Starting with the line that contains "of the clear" and going on through the end of the material, write those lines out again, requests included. In the answers, multiply each point coordinate by 0.7 and round it to a whole number, with halves rounded up.

--- Start Exercise inputs ---

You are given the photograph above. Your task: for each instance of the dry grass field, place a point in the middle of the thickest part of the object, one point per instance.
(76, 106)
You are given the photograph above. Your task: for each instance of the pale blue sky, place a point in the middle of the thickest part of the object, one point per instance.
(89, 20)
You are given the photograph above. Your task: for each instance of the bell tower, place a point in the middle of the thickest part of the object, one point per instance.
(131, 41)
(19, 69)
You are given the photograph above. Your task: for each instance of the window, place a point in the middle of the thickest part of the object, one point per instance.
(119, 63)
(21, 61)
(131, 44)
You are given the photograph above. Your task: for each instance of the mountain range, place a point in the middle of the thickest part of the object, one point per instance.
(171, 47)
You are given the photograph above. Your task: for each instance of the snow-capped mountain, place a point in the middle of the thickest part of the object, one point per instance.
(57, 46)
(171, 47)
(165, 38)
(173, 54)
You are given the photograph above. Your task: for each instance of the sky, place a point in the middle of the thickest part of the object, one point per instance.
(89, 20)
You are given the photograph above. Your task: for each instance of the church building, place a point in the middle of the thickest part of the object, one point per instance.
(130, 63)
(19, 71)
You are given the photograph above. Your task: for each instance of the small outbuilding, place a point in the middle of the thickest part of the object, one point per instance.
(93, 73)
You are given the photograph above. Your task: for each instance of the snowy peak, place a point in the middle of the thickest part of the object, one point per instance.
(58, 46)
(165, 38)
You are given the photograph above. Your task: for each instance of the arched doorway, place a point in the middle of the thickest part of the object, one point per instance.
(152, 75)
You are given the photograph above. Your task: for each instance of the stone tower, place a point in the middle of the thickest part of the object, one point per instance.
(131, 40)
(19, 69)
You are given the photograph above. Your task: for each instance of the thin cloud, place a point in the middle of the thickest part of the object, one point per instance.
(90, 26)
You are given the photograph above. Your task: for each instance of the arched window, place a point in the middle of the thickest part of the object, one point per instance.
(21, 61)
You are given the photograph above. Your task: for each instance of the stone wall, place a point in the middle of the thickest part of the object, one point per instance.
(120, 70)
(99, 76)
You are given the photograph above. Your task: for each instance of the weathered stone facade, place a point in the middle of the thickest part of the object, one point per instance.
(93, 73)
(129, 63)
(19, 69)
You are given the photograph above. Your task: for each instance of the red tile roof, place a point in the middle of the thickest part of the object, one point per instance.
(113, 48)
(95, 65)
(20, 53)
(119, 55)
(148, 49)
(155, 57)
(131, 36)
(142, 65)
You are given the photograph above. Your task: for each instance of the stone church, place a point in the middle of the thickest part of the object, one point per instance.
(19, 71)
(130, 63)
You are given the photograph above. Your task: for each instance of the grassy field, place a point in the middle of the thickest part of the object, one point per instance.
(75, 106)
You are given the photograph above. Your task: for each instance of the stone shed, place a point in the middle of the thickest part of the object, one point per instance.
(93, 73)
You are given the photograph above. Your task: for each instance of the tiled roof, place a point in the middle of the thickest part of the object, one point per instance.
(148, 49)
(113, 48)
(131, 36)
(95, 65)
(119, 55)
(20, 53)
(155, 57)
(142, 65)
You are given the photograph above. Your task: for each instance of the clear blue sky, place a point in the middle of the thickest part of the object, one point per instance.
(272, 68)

--- End Exercise inputs ---

Correct output:
You are given the photograph above. Your task: for each instance of the clear blue sky, place a point in the middle of the thickest part of the object, one point per instance.
(190, 48)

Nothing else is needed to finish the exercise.